[Instructions]
A) List the usernames of everyone who posts in the bikini season thread below.
B) From the bikini season thread below, echo the passage between "Only 17 weeks" and "joey444 (Mar 18, 2009)", inclusive.
C) Carry on the bikini season thread below from its last post.

# Bikini Season...



## cheryl (Mar 18, 2009)

Just curious what people are doing (if anything) to get prepared for bikini season...

I've been going on walks with my puppy and _trying_ to eat well. lol


----------



## leenybeeny (Mar 18, 2009)

I joined a gym in December and a personal trainer (which I have been slacking at - boo me), got a new dog last month that I have been walking daily, started going to WW meetings again, and finishing the laser hair removal on my legs 
	

	
	
		
		

		
			





  phew.


----------



## Lissa (Mar 18, 2009)

I've started body brushing daily, and started doing some weight training back in January. Now I am starting WW again to lose some of the fat covering my new muscles that are (hopefully) building underneath. Just started cycling too. 

Only 17 weeks until I go to Turkey lol!! I haven't had a holiday in 3 years so I just can't wait. Oh, I have also started to look at bikinis in the shops and online, flip flops etc. So exciting!


----------



## joey444 (Mar 18, 2009)

I've been doing Boot Camp at my gym and eating well.  I have a nine month old so I need to get my tummy back in shape.  And my butt.  And my legs. And my arms....SIGH...oh boy....

[Extracted material]
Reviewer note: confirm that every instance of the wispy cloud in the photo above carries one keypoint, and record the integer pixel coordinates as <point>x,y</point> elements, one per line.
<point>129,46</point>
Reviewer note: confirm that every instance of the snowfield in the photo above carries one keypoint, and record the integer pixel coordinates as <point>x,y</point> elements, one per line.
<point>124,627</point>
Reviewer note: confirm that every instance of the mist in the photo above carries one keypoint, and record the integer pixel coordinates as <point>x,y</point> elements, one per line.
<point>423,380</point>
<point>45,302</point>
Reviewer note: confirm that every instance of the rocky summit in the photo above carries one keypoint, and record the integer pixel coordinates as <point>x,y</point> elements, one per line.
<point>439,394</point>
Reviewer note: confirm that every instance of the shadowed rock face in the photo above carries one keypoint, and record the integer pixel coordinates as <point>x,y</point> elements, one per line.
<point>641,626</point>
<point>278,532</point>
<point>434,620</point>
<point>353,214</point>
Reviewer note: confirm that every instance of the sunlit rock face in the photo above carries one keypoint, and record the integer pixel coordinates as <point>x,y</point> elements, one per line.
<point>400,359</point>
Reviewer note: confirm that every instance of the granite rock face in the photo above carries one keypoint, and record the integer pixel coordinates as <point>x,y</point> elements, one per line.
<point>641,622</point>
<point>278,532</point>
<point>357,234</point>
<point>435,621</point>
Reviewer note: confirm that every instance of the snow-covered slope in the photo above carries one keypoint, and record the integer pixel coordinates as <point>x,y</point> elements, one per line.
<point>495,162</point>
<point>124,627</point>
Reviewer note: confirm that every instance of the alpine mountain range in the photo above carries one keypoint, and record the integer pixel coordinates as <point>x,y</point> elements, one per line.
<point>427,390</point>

---

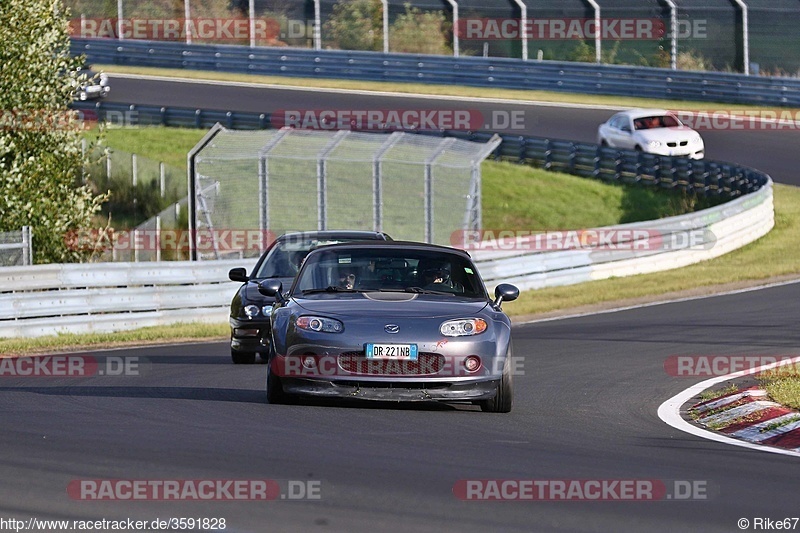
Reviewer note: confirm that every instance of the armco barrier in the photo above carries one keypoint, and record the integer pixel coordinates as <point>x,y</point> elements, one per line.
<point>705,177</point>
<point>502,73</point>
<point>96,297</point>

==

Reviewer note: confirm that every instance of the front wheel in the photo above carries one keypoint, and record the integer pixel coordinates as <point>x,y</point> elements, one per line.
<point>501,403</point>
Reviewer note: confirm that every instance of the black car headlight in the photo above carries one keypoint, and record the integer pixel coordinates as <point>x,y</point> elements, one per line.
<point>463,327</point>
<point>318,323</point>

[Responses to the exercise]
A) cheryl, leenybeeny, Lissa, joey444

B)
Only 17 weeks until I go to Turkey lol!! I haven't had a holiday in 3 years so I just can't wait. Oh, I have also started to look at bikinis in the shops and online, flip flops etc. So exciting!


----------



## joey444 (Mar 18, 2009)

C)
----------



## Skin*Deep (Mar 18, 2009)

business as usual here......4 miles every morning, pole dancing 5 times a week, personal trainer three times a week......


----------



## Simply Elegant (Mar 18, 2009)

Same thing I always do. I usually lift 3 times a week and jump rope and run about 4 times a week.


----------



## Belini (Mar 19, 2009)

usual for me, 3 days weights, 3 days cardio

but my diet could be better. i need to stop eating chocolate.


----------



## TISH1124 (Mar 19, 2009)

Gym 3 days a week for weights ...spin class and water aerobics for cardio


----------



## kittykit (Mar 19, 2009)

I do 40mins cardio 3 times plus 20mins of weight training twice a week and 2 Yoga classes.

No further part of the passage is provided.